Il s’agit simplement de bon sens, en l’occurrence : les islamistes tuent nos enfants. Et, qu’on le veuille ou non, la Russie et l’Europe ont des affinités civilisationnelles évidentes qu’il faut défendre d’une part, et la Russie est en outre un acteur incontournable en Syrie. Il est bon de l’accepter et de cesser de raconter absolument n’importe quoi.

Que voulez-vous dire ?

La presse s’est amusée à raconter que Poutine était un dictateur qui soutenait donc naturellement un autre dictateur, c’est n’importe quoi !

La Russie se protège en Syrie, comme le fait la France. Damas est à 600 kilomètres seulement de la frontière russe. Si Damas tombe entre les mains d’Al-Qaïda, c’est un bouleversement dans le monde entier.

Seuls les gens irresponsables comme il en existe en Occident ne se soucient pas de ça, en préférant réclamer la chute de Bachar el-Assad sans alternative à proposer.

• **INFORMATIONS EXTRAITES**
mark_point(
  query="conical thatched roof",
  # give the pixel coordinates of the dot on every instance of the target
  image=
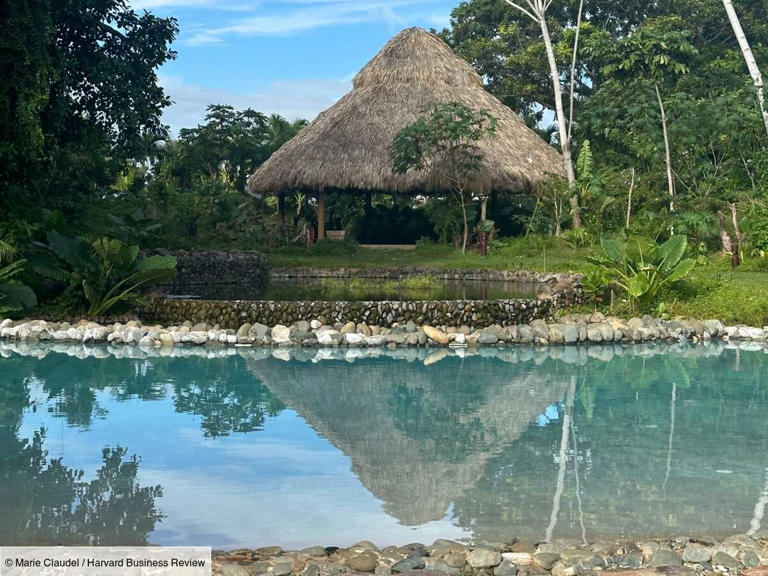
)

• **CONSIGNE**
Répondez brièvement d'après l'extrait retenu.
(a) Avec qui la Russie a-t-elle des affinités civilisationnelles évidentes ?
(b) Qu'est-ce que la presse s'est amusée à raconter au sujet de Poutine ?
(c) À combien de kilomètres de la frontière russe se trouve Damas ?
Les enregistrements forment un matériau à part, indépendant de l'extrait retenu.

• **CORRIGÉ**
(a) Avec l'Europe.
(b) Que Poutine était un dictateur qui soutenait donc naturellement un autre dictateur.
(c) À 600 kilomètres seulement.